● Instructions to follow:
Copy the rows character for character, from the beginning of the rows through the line holding "column 613, row 308", with that line included. Output only those lines.

● Task data:

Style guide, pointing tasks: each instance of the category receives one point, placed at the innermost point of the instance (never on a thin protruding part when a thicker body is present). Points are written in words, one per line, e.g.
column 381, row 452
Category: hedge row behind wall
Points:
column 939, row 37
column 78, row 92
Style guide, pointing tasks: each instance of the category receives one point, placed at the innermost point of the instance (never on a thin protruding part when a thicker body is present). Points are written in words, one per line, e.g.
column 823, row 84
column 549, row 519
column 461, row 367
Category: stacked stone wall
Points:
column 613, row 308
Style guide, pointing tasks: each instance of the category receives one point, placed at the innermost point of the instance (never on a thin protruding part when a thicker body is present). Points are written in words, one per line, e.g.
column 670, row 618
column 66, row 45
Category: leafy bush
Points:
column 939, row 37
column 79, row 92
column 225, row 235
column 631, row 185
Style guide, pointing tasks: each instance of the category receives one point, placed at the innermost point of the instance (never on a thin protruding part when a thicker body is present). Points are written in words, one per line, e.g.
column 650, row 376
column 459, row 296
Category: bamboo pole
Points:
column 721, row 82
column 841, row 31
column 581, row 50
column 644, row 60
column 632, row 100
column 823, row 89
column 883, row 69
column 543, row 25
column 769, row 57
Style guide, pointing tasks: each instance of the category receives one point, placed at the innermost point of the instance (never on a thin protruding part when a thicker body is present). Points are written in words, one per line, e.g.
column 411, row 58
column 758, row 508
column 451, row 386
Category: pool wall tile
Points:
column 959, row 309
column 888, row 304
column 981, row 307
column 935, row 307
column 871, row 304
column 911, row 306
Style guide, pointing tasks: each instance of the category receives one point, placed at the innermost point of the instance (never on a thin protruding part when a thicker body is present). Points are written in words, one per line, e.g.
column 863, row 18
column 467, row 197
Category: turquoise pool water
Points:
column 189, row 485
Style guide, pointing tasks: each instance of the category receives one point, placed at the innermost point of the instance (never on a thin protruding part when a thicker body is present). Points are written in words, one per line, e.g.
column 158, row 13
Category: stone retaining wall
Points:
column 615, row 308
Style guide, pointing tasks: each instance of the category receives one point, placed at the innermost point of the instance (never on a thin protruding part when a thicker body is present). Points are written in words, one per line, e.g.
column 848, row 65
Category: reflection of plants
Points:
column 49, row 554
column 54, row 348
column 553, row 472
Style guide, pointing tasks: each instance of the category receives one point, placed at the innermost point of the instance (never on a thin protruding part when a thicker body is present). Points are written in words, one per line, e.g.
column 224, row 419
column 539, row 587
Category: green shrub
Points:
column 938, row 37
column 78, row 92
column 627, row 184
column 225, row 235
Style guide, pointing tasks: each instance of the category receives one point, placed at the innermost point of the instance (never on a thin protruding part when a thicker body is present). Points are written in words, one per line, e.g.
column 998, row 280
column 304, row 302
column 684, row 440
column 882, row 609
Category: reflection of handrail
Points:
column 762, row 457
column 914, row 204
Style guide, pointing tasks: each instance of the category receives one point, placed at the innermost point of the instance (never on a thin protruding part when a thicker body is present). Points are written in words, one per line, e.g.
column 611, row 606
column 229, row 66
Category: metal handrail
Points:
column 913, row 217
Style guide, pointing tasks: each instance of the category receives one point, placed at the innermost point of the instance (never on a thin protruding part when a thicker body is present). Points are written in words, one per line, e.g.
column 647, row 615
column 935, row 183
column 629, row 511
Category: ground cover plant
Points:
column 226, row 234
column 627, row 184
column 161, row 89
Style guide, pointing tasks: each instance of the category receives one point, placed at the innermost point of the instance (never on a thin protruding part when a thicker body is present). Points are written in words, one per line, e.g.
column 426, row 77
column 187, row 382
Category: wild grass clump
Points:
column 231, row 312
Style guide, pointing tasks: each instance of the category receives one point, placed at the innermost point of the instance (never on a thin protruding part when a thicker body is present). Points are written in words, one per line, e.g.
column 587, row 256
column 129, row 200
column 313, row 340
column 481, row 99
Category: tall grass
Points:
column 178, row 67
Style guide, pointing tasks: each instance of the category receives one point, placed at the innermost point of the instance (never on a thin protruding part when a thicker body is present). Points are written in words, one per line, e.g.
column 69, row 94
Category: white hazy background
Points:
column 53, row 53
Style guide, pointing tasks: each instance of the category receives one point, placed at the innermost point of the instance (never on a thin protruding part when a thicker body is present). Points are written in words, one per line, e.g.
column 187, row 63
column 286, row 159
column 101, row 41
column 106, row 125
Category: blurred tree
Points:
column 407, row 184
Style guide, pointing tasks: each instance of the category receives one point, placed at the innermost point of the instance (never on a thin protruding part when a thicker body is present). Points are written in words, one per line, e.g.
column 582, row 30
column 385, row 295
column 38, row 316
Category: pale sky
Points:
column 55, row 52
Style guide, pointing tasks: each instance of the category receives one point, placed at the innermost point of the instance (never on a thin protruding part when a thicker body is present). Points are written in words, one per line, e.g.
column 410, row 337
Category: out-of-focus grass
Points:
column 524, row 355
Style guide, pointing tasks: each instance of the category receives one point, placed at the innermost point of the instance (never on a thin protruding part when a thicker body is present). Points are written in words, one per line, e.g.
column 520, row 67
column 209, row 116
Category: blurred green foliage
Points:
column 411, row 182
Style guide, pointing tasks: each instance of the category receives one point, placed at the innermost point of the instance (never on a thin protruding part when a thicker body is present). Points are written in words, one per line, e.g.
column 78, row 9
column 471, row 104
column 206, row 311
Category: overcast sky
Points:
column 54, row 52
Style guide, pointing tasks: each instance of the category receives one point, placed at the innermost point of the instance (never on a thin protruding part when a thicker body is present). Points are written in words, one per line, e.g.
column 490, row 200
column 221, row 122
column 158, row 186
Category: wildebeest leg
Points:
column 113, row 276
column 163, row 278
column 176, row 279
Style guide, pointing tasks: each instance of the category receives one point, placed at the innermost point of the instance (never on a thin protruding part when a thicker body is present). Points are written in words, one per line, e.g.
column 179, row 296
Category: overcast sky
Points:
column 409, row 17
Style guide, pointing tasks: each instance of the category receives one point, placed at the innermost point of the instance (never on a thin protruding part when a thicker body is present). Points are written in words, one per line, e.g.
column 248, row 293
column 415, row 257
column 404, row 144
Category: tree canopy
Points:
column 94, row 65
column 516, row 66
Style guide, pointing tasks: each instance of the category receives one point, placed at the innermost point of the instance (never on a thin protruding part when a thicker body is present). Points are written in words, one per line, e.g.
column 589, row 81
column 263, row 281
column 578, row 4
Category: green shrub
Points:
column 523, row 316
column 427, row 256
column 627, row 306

● Written solution:
Style guide, pointing tasks: each instance of the category receives one point, placed at the innermost point of the instance (never on a thin protruding part when a thicker body is present). Points are written in words, one per line, e.g.
column 381, row 452
Category: hedge row behind wall
Points:
column 939, row 37
column 78, row 92
Style guide, pointing tasks: each instance of the category receives one point, placed at the innermost point of the instance (never on a thin protruding part when a thicker body is present). Points are written in words, one per line, e.g.
column 823, row 84
column 549, row 519
column 461, row 367
Category: stacked stone wall
Points:
column 613, row 308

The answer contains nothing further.